Selected text.

(begin)

Despite assurances from the UN that it is pushing for access to refugees trapped on the China-Burma border, doubts remain as to whether the UN and its related agencies will ever get access to these people.

Reached for comment, Moon Nay Li of the Kachin Women's Association of Thailand says her organization wants to see the UN do more. "The UN and Mr. Nambiar must push harder to get access; there is a massive crisis happening on the China border that can't be ignored," she said.

The KWAT, along with groups concerned about the growing humanitarian crisis on the China-Burma border, are worried that the Kachin situation is being ignored because of other recent positive developments in Burma.

According to Moon Nay Li, "The UN and the international community shouldn't just take the Burmese government's word about the refugee situation along the border. They need to go there and see what is going on. Special Envoy Mr. Nambiar must speak out about what is happening to the Kachin refugees."

Nambiar's role in Sri Lanka during end of civil war still controversial, named in ICC complaint

Nambiar, who also serves as Ban Ki-Moon's chief of staff, has recently been the subject of harsh criticism from human rights groups concerned about his conduct as a senior UN representative during the finals days of the Sri Lankan government's offensive against the Liberation Tigers of Tamil Eelam (LTTE) in the spring of 2009.

Ban sent Nambiar, a former senior Indian diplomat to Sri Lanka, despite the fact that Nambiar's own brother, retired Indian army general Satish Nambiar, had previously worked as a paid adviser to the Sri Lankan armed forces.

(end)

Material.
(begin)

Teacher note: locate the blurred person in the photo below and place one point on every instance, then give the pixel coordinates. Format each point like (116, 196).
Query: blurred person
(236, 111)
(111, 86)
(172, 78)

(end)

Continue the news piece about the UN envoy Nambiar and the Kachin refugees, picking up after its final sentence. You won't need the material for this.

Marie Colvin, a reporter with The Times of London, has written that on Monday, May 18, 2009, at 5:30 a.m. she called Nambiar at his hotel in Colombo to personally convey a message she had received from two senior members of the LTTE leadership that they were ready surrender to the army. According to Colvin the leaders she spoke with were hiding in a bunker and said they wanted “…Nambiar to be present to guarantee the Tigers’ safety”.

NambiarNambiar informed Colvin that the Sri Lankan president Mahinda Rajapaksa had told him  those who wanted to give up would be safe if they were to ‘hoist a white flag high’.

Colvin claims that when she asked Nambiar to go himself to witness the surrender he refused saying that it wouldn't “be necessary” and that “the president’s assurances were enough”.

Only a few hours after Nambiar's conversation with Colvin, the dead bodies of dozens of members of the LTTE leadership including the two men who had previously told Colvin they were ready to give up, were shown to the Sri Lankan media. Footage was later released showing several of these man being captured alive, suggesting they had been summarily executed.

General Sarath Fonseka, head of the Sri Lankan military at the time, told an opposition newspaper in December 2009 that the president's brother Gothabaya Rajapaksa who serves as Defence secretary and another brother Basil who served as Presidential advisor had “given orders not to accommodate any LTTE leaders attempting surrender and that ‘they must all be killed”.

Following the revelations made by Colvin and Fonseka about the failed surrender attempt, two human rights groups, the Swiss Council of Eelam Tamils and the US based Tamil’s Against Genocide, filed a complaint with the International Criminal Court accusing the Rajapaksa government of war crimes. The joint complaint specifically cites Nambiar and questions “...whether VIJAY NAMBIAR was in fact an innocent neutral intermediary or in fact a co-perpetrator within the negotiation-related community."